TEXT SHOWN —
Oldest Producing Oil Well

McClintock No.1 oil well has produced continuously since it was drilled in August 1861. It is located two miles north of Oil City, PA along Oil Creek. A state historical marker was erected along PA Route 8, 250 yards from the site of the well. It is presently owned by the Pennsylvania Historical and Museum Commission, managed by the Drake Well Museum, and maintained by the Pennsylvania Independent Petroleum Producers. There are a lot of people involved in an archaic well that produces a mere 12 barrels a month. The well has not actually been pumping oil non-stop for over 140 years, but it has been pumping oil from the same hole whenever the jack is turned on.

In 2001 during a production run the well was pumping more brine than oil. A dye test was done and a small hole was discovered in the well tubing. Team members of the Independent Petroleum Producers replaced the tubing with pipe sections donated by a local tube mill.


Hamilton McClintock was trapping oil from a seep on Oil Creek next to his property for years in the 1800s. He used a ring of timber to confine the oil and a maze of baffles to direct it to where it could be scooped off the surface of the water. A good seep could net 20 to 30 barrels a season. McClintock had one of the best seeps in the area. Another good seep was about fifteen miles north in Titusville, PA where Edwin Drake was trying to increase the output . In the mid 1800s oil was used primarily as an illuminant as well as a lubricant. Local Native Americans had used it for medicinal purposes for centuries.

SOURCE DATA —
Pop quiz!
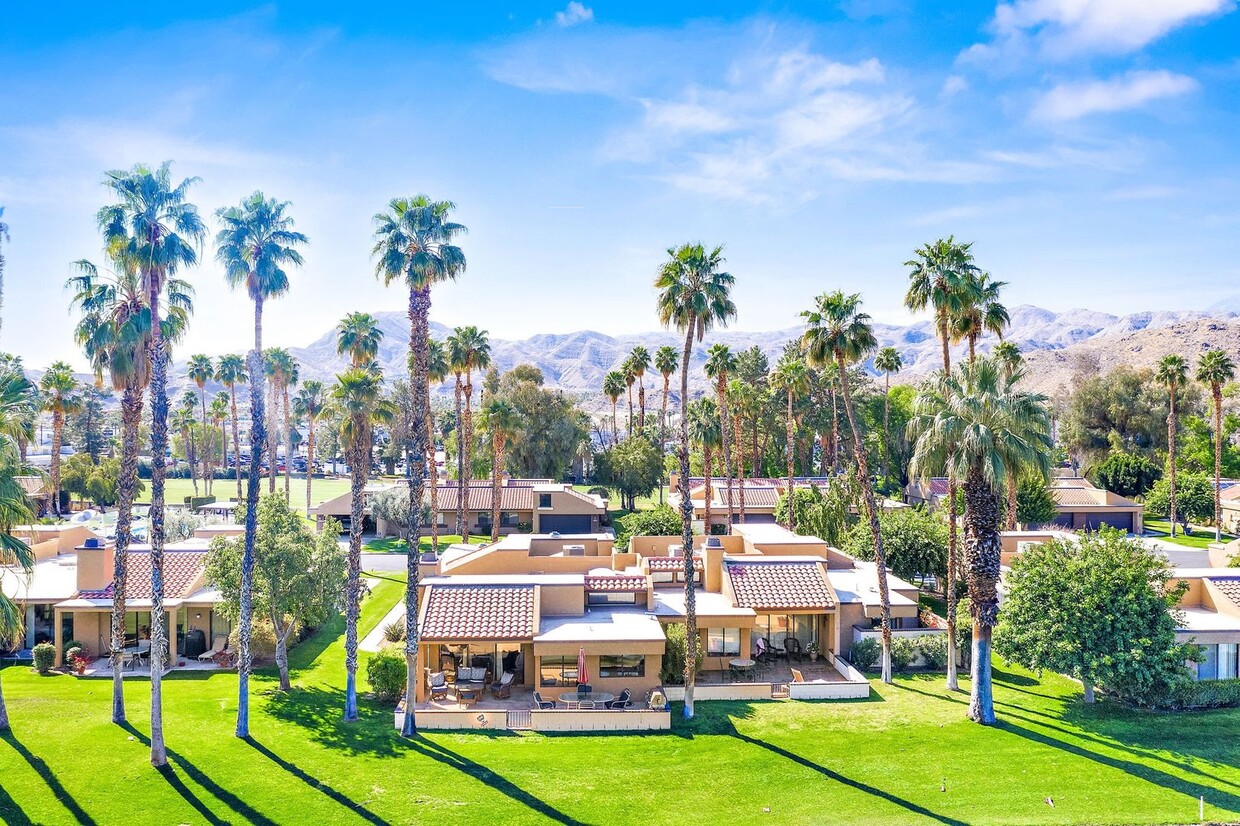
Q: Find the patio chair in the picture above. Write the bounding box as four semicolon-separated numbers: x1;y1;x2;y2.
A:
198;635;228;662
784;636;805;662
491;671;516;699
603;688;632;711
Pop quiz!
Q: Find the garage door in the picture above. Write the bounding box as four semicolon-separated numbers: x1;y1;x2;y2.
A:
538;513;590;533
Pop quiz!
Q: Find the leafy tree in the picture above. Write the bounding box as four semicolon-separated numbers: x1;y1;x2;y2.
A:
594;435;663;511
207;495;345;691
994;528;1193;703
843;507;947;579
1086;450;1162;497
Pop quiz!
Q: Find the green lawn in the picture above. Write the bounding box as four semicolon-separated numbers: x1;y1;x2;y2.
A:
1145;517;1235;551
0;574;1240;826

EXERCISE INSTRUCTIONS —
How does the article about the McClintock No.1 oil well continue after its last sentence? Write what follows.

TASK OUTPUT —
Joel D. Angier drilled the McClintock well two years after Edwin Drake drilled his famous well in Titusville. Drake's Well was only 69 feet deep and was abandoned a few years later when it was barely producing. McCintock's well was drilled to a depth of 620 feet. It was soon pumping as much as 5000 barrels a day!

Joe Bowers and his brother John ran the well until the 1890s. A son of John's took over until 1919. It was then owned and operated by the Brundred Oil Corporation. In 1952 Quaker State Oil Refining Company bought McClintock No. 1 and the surrounding property. They pumped the well a couple times a year to maintain the distinction of being the oldest oil well in continuous year-to-year operation in the world.

In Closing

In May 2001 the well was officially transfered to the present group with a small ceremony at the site. One of the major challenges of pumping any oil from the well is brine disposal. The brine has to be shipped off at additional expense for the small amount of oil that is pulled out. There is also the cost of maintenance. Although an endowment was left by Quaker State, more financial help may be on the way to help keep the well going.

On November 20, 2004 the Oil Region National Heritage Area spending bill was approved by Congress and passed by the Senate and the House. This bill will provide as much as $1 million a year to help promote tourism and restore historic buildings in "The Valley That Changed The World". This includes all of Venango and parts of Crawford counties.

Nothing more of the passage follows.